=== Quoted passage ===
Solar Economy Can Change the World | Business as an Agent of World Benefit | Scoop.it

“By Stacy Clark House by house, street by street, homeowners and businesses are increasingly divesting from conventional electrical power providers and going solar.”

David Cooperrider & Chris Johnston's insight:

What is the single most important "global issue" to take collective, collaborative action on? And what single domain could have more positive sum gain for growing jobs and building a healthier economy, solving environmental issues and dealing with extreme poverty?

 

Energy is a key driver of human and economic development. It powers communities, homes, businesses and industries, schools, hospitals, and transportation. Businesses, for example, across sub-Saharan Africa see the lack of access to reliable and affordable electricity as the biggest obstacle to operations. Access to energy is key to eradicating poverty, and levels of access closely correlate to rankings on the human development index and other measures of development progress.

 

Energy’s status as an enabler–catalyzing access to clean water, education, public health, and sanitation –has led it to be widely described as the ‘missing’ Millennium Development Goal. However, our current energy system is unsustainable and inequitable, and threatens human wellbeing. It is driving dangerous climate change through a reliance on previously cheap and abundant fossil fuels, with energy production responsible for approximately 75 per cent of all greenhouse gas emissions.

=== To do ===
Write a continuation of the commentary on solar energy and global development, starting after its final sentence about greenhouse gas emissions.

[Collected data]
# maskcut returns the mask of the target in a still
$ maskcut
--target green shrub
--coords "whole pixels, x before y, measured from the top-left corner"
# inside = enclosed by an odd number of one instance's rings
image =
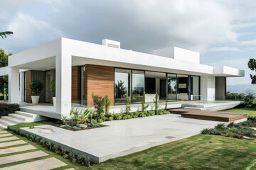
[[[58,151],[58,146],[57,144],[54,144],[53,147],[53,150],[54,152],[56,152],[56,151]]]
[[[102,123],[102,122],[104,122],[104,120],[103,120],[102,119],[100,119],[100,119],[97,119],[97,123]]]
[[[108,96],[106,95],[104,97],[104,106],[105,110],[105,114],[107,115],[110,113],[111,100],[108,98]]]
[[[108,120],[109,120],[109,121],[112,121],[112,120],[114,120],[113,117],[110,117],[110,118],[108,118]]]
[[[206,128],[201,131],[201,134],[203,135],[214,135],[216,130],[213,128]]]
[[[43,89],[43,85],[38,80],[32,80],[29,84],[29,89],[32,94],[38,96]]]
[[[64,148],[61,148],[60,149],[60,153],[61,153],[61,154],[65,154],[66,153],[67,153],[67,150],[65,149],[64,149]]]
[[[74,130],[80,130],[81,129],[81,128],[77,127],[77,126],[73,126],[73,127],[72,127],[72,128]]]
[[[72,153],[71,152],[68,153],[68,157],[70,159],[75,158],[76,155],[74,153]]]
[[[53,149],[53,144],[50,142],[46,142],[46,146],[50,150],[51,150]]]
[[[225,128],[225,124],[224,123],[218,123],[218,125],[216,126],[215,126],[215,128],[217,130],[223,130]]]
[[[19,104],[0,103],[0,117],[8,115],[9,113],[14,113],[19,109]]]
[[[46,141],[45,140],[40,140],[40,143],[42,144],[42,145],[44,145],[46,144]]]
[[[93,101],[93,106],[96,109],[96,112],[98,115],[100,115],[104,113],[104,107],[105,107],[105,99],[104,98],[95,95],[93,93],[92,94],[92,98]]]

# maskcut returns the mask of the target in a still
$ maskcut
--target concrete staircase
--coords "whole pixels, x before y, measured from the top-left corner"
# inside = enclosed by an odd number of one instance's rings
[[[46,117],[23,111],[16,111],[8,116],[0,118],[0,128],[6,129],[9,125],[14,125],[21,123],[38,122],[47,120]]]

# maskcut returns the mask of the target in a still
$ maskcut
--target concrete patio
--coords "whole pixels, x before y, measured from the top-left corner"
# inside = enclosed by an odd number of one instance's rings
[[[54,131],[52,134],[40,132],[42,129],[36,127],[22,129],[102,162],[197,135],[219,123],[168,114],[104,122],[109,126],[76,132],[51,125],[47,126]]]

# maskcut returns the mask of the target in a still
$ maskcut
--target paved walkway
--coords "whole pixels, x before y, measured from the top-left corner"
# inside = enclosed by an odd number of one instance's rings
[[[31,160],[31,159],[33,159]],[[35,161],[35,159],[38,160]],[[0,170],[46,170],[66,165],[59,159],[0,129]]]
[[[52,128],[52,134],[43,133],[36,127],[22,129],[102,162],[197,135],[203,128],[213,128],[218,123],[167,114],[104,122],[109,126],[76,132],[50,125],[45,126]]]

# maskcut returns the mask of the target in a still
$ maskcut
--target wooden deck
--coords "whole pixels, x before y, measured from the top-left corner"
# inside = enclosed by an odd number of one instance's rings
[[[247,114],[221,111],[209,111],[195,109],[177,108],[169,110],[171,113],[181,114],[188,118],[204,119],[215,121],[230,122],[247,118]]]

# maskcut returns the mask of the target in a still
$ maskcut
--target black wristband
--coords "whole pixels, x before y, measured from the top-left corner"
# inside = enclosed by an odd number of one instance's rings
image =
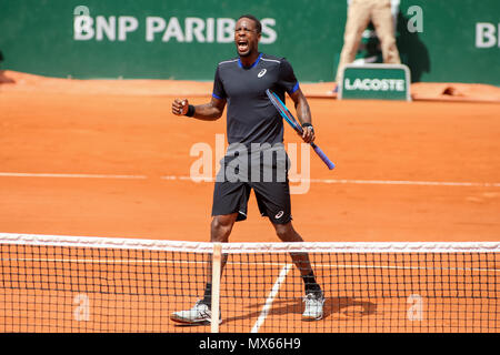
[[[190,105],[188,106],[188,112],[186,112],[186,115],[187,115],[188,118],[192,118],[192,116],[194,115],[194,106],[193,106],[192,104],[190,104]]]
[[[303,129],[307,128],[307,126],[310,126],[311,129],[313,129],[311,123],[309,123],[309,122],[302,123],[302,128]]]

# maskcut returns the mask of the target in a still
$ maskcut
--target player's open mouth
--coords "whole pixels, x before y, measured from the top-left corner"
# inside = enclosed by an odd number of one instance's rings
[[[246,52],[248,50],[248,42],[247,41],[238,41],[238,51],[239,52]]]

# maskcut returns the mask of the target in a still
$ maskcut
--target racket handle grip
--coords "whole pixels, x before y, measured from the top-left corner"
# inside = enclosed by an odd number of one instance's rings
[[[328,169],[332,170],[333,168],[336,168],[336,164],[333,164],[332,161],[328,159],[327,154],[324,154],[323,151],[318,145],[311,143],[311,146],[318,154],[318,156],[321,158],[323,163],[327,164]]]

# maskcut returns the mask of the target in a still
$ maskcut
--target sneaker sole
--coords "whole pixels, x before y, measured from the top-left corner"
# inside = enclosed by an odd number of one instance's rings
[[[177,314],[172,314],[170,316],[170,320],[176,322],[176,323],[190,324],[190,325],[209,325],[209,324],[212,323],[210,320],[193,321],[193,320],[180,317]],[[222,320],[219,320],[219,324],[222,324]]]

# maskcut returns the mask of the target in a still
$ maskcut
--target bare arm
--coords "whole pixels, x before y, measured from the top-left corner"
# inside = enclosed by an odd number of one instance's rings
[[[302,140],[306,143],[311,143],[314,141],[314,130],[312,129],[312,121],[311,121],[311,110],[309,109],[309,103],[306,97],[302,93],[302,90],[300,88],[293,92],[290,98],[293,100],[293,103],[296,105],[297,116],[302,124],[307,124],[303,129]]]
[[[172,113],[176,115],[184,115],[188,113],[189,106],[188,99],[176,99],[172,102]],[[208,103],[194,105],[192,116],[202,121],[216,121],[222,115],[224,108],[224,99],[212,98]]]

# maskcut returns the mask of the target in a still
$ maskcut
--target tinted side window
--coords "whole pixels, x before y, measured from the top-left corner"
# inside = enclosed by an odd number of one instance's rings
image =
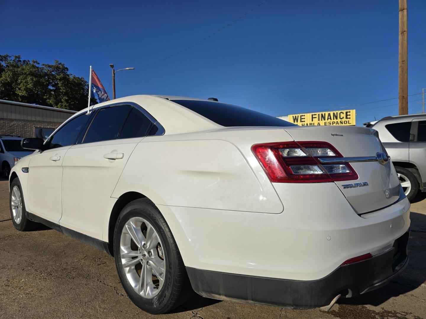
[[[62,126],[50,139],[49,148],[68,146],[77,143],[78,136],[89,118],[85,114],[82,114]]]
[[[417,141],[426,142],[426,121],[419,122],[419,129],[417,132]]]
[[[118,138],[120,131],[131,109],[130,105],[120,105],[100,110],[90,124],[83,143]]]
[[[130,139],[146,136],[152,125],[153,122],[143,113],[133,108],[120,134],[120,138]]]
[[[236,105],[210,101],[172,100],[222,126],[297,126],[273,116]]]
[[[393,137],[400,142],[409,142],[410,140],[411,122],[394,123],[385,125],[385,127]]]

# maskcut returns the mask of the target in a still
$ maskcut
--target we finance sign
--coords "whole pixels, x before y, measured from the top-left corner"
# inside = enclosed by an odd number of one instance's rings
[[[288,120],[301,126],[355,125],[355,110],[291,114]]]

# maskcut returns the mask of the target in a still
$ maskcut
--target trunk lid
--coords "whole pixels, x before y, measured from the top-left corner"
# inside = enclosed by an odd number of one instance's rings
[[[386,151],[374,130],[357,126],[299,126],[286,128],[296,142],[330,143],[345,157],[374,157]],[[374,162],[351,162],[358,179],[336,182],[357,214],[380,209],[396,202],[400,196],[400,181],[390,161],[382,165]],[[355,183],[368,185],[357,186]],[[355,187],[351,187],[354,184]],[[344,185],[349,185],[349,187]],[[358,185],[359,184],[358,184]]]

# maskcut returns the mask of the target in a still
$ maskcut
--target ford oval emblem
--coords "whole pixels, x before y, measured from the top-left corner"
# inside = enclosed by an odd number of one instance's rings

=== Result of the exercise ===
 

The energy system is also failing the 1.3 billion people without access to electricity and 40 per cent of the world population who still rely on traditional biomass such as charcoal, firewood, and dung to cook and heat their homes. According to the World Health Organization, there are more deaths every year from smoke inhalation than HIV/AIDS, malaria or tuberculosis, predominantly affecting women and children.

 

We need to sieze on the visions of people such as Stanford's Mark Jacobson who shows the win-win power of creating a worldwide transormation beyond a fossil fuel economy.  Indeed, there are 23,000 terawatt-hours (TW) of solar power landing on earth each year, which is about 1,400 times more than we need to power our global needs. The rapid price drop in solar panels over the past decade means that harvesting an abundance of sustainable energy is becoming more affordable. In emerging nations, like Peru and Zambia, solar power is connecting long-impoverished families to electricity for the first time because it is now an accessible and affordable source of energy.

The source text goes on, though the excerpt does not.